Your answer should be the full set of entries, given again without alteration.

Data for analysis Start Marker

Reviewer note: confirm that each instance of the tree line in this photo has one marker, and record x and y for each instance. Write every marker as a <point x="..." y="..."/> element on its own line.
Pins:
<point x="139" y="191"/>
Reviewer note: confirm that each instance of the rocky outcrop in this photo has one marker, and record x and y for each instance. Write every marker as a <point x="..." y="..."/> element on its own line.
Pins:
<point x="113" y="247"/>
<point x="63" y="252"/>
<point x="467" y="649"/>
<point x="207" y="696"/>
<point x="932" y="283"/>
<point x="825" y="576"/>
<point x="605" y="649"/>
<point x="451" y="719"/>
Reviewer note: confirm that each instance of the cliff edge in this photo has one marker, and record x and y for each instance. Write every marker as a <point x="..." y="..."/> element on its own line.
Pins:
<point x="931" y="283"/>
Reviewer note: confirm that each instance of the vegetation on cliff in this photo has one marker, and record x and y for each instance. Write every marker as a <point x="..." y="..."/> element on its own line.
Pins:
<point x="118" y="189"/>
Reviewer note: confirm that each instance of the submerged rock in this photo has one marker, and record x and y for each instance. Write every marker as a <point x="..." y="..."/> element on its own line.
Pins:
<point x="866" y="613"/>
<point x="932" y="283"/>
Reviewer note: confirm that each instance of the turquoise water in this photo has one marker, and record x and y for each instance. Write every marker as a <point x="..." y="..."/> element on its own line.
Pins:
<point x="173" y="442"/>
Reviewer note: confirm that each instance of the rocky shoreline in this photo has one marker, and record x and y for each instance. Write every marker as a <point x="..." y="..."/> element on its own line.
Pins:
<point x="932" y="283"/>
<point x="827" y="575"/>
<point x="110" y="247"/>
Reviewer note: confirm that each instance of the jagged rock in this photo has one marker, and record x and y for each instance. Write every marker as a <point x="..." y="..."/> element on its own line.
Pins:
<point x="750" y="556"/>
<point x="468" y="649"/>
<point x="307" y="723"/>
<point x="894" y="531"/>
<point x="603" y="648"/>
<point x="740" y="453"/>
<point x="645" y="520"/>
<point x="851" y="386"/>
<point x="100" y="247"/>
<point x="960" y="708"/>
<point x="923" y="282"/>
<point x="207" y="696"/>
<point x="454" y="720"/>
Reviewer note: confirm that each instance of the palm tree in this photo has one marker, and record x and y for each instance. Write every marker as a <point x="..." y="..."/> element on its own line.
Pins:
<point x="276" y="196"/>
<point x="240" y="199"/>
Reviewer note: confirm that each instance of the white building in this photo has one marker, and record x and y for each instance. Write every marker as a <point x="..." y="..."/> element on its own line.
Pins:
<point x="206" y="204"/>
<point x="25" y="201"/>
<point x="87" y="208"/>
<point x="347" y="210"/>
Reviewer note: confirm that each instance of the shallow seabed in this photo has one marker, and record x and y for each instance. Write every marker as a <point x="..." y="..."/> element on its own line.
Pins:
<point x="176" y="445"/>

Data for analysis End Marker

Solution for this task:
Reviewer note: confirm that each instance of the tree line in this photo has one marker, and record x and y for each instance. Write every marker as a <point x="..." y="..."/> element on its own line.
Pins:
<point x="139" y="191"/>
Reviewer note: confirm that each instance of the rocky outcrop in this photo has one marker, and record x and y for each instance. Write every marker as a <point x="..." y="..."/> element on its own line.
Pins:
<point x="113" y="247"/>
<point x="63" y="252"/>
<point x="467" y="649"/>
<point x="207" y="696"/>
<point x="932" y="283"/>
<point x="825" y="576"/>
<point x="605" y="649"/>
<point x="451" y="719"/>
Reviewer note: confirm that each instance of the cliff edge in this photo has one marker, and record x and y for each instance. Write every marker as a <point x="..." y="..."/> element on its own line.
Pins:
<point x="931" y="283"/>
Reviewer note: confirm that each instance of the vegetation on cliff in this photo has one marker, and record x and y for each instance. Write every marker as a <point x="..." y="..."/> element on its own line.
Pins:
<point x="118" y="189"/>
Reviewer note: confirm that each instance of the submerged rock in this photo has one marker, and record x and y for each instance. Write every marker as a <point x="..." y="..."/> element on its own line.
Pins:
<point x="866" y="613"/>
<point x="932" y="283"/>
Reviewer note: confirm that each instance of the turquoise water in this photo has one marker, and record x and y for each instance. Write every marker as a <point x="..." y="..."/> element on its own line.
Pins:
<point x="173" y="442"/>
Reviewer note: confirm that each instance of the rocky shoreline in this photo has one marker, and record x and y for each instance. Write every marker as a <point x="..." y="..."/> element on its own line.
Pins:
<point x="932" y="283"/>
<point x="827" y="575"/>
<point x="110" y="247"/>
Reviewer note: confirm that each instance of the jagged rock in this photo has one marker, and record x and y for each instance. Write every marker as a <point x="..." y="..."/> element on its own line.
Pins:
<point x="750" y="556"/>
<point x="468" y="649"/>
<point x="307" y="723"/>
<point x="894" y="531"/>
<point x="603" y="648"/>
<point x="740" y="453"/>
<point x="645" y="520"/>
<point x="851" y="386"/>
<point x="100" y="247"/>
<point x="960" y="708"/>
<point x="923" y="282"/>
<point x="207" y="696"/>
<point x="454" y="720"/>
Reviewer note: confirm that each instance of the palm tree in this photo has one marker, and record x and y for each instance. Write every marker as a <point x="..." y="..."/> element on its own line.
Pins:
<point x="276" y="196"/>
<point x="240" y="199"/>
Reviewer note: confirm that each instance of the white building in this photo has one marker, and record x and y for each instance. Write every marker as a <point x="..." y="..."/> element on its own line.
Pins:
<point x="206" y="204"/>
<point x="25" y="201"/>
<point x="87" y="208"/>
<point x="347" y="210"/>
Reviewer note: confirm that each instance of the shallow seabed in this photo has one marker, and record x and y for each instance. Write every marker as a <point x="..." y="..."/> element on its own line.
Pins:
<point x="176" y="445"/>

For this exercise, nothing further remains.